-- The exercise --
Update the material starting with the line containing "vest in the image above." and going on through the line containing "[0,81,30,117]", changing "rocky outcrop" to "rock formation" and leaving everything else the same.

-- Data records --
===============

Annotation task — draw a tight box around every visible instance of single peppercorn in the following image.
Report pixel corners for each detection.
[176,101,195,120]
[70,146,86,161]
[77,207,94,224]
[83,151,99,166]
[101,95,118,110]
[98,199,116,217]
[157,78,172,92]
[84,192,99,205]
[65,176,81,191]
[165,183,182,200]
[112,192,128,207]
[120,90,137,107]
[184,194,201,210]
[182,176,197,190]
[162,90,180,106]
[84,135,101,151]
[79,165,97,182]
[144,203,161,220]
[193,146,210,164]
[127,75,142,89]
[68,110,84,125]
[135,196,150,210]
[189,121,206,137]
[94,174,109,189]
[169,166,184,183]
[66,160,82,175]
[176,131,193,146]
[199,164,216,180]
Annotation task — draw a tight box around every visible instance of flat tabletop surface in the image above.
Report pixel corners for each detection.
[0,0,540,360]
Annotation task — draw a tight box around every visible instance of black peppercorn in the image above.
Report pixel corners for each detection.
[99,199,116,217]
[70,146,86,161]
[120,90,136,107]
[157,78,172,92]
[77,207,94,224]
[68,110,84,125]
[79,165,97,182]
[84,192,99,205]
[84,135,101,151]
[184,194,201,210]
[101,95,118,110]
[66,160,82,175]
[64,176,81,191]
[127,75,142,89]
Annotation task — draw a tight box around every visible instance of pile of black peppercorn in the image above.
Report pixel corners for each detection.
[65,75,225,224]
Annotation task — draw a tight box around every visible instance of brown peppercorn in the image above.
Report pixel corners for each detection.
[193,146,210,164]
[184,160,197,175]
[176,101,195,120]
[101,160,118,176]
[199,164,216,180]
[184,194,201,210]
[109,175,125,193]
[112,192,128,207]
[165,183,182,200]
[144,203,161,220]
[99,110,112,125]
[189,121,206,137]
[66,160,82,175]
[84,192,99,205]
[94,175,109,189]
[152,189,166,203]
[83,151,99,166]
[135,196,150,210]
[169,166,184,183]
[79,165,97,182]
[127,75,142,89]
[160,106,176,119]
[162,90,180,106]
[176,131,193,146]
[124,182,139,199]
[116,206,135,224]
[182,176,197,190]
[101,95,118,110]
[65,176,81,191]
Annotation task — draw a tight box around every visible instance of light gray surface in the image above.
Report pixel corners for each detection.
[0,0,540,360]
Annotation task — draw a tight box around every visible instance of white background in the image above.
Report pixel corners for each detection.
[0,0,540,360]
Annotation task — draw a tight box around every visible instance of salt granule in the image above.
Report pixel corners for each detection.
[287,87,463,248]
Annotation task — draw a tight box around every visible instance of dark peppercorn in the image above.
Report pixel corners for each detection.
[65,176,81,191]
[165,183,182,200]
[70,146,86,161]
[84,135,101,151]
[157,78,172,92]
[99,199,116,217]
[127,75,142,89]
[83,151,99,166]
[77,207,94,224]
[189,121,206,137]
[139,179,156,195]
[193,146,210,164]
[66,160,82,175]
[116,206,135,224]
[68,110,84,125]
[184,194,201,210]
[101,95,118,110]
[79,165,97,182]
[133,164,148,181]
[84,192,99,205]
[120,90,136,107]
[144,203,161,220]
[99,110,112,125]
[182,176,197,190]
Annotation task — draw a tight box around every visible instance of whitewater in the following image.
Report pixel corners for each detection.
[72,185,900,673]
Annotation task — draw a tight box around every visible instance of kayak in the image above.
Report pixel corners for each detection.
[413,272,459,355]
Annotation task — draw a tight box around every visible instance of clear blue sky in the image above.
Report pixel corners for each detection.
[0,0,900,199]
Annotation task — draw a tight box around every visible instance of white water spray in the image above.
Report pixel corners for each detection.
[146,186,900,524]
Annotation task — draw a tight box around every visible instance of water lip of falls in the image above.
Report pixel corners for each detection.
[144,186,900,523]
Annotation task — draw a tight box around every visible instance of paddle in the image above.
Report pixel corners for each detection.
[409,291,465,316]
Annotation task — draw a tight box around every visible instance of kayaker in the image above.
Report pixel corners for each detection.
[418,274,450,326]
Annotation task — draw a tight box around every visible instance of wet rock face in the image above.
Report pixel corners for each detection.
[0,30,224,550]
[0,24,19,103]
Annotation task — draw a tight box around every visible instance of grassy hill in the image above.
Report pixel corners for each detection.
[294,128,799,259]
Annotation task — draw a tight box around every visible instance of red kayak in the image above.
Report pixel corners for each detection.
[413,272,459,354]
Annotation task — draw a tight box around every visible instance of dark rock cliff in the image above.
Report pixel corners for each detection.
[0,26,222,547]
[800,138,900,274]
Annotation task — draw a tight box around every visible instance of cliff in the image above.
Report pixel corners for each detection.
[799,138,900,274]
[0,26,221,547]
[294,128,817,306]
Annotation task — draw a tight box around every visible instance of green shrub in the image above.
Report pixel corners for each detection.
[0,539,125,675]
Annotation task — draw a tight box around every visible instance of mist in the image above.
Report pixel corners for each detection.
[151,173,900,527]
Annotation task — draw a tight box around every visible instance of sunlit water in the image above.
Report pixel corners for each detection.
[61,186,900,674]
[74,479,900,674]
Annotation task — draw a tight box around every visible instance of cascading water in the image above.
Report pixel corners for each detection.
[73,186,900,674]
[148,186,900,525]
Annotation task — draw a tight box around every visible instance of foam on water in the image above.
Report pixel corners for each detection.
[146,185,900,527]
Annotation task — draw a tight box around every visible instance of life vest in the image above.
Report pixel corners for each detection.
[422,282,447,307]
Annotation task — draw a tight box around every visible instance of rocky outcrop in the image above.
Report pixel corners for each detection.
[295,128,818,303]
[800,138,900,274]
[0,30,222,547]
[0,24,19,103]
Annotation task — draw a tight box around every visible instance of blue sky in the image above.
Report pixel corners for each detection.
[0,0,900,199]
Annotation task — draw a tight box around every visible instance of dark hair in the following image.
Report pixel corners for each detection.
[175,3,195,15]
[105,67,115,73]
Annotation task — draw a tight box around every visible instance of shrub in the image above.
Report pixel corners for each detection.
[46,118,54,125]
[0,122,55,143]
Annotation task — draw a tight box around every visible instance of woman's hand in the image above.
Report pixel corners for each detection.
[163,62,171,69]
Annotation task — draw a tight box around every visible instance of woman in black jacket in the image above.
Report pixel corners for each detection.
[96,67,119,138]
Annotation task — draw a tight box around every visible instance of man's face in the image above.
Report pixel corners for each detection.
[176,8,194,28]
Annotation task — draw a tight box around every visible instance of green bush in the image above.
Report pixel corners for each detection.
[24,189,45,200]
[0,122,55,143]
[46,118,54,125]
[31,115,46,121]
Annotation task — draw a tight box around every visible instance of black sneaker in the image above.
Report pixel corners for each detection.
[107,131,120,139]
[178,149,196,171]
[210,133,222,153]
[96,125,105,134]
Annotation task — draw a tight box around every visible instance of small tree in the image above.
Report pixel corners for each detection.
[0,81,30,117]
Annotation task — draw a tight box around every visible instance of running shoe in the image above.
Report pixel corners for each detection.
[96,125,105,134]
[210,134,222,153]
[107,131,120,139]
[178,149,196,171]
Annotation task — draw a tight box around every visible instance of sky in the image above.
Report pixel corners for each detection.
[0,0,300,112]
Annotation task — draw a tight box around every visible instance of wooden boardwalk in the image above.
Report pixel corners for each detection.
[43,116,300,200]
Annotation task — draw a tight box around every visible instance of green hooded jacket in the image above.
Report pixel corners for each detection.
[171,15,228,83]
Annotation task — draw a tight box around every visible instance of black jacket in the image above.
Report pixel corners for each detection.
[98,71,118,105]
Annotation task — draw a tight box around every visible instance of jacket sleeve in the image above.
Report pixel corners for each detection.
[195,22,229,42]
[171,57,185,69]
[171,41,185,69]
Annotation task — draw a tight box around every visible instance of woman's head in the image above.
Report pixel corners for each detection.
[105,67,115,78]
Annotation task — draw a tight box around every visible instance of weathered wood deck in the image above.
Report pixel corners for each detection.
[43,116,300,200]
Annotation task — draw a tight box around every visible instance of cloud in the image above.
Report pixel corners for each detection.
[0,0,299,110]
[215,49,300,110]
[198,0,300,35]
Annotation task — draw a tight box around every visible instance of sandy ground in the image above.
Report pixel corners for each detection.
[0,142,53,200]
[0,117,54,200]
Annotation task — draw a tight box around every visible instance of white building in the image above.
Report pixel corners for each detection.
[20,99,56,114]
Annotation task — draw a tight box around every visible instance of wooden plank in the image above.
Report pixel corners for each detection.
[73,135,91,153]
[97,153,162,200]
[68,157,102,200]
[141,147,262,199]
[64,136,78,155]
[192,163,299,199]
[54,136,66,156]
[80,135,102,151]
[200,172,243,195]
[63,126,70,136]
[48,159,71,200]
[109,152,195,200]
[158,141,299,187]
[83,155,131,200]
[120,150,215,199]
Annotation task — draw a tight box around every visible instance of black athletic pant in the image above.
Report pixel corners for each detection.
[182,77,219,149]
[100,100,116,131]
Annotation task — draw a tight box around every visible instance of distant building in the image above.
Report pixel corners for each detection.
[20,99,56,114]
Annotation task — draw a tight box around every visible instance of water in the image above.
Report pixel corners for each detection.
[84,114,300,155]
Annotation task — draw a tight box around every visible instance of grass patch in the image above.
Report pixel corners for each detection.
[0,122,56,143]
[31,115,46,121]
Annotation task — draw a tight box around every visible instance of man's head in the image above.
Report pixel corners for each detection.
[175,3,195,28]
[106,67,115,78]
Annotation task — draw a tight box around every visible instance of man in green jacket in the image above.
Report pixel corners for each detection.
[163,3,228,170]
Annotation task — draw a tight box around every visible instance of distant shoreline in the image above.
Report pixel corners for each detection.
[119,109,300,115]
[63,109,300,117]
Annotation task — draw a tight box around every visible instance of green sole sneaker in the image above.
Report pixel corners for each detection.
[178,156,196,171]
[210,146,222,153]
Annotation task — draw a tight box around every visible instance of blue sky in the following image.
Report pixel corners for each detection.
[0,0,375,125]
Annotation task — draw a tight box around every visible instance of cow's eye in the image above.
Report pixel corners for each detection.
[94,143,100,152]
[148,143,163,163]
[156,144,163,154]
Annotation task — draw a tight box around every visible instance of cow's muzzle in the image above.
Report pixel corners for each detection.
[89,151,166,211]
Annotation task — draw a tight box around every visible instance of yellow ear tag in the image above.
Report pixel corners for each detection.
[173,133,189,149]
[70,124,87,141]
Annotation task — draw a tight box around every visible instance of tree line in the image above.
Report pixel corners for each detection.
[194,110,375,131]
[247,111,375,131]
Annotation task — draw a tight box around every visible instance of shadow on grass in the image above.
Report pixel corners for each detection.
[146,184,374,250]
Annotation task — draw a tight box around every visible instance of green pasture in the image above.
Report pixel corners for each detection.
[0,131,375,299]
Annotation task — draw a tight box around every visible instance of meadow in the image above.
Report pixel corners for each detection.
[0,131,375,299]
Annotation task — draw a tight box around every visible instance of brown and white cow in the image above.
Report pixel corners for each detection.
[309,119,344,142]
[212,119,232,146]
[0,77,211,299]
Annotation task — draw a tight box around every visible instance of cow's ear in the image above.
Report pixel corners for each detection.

===============

-- Finished answer --
Annotation task — draw a tight box around every visible instance of life vest in the image above.
Report pixel corners for each detection.
[422,282,447,307]
Annotation task — draw a tight box around every visible instance of rock formation in the image above.
Report pixel corners for each detection.
[295,128,818,303]
[800,138,900,274]
[0,30,222,547]
[0,24,19,103]
Annotation task — draw a tight box around every visible instance of blue sky in the image above.
Report pixel corners for each detection.
[0,0,900,199]
Annotation task — draw a tight box around every visible instance of dark hair in the following image.
Report pixel corners for each detection.
[175,3,195,15]
[105,67,115,73]
Annotation task — draw a tight box around every visible instance of shrub in the image above.
Report pixel corners for each detection.
[46,118,54,125]
[0,122,55,143]
Annotation task — draw a tight box around every visible instance of woman's hand in the image above.
Report pixel corners for each detection.
[163,62,171,69]
Annotation task — draw a tight box around every visible instance of woman in black jacket in the image above.
Report pixel corners for each detection.
[96,67,119,138]
Annotation task — draw a tight box around every visible instance of man's face in the image above.
Report pixel corners for each detection.
[176,8,194,28]
Annotation task — draw a tight box around every visible instance of green bush in the image above.
Report pixel corners for each detection.
[24,189,45,200]
[0,122,55,143]
[46,118,54,125]
[31,115,46,121]
Annotation task — draw a tight box around every visible instance of black sneaker in the image above.
Report pixel corners for each detection.
[107,131,120,139]
[178,149,196,171]
[210,133,222,153]
[96,125,105,134]
Annotation task — draw a tight box around every visible instance of small tree in the image above.
Report pixel corners for each detection.
[0,81,30,117]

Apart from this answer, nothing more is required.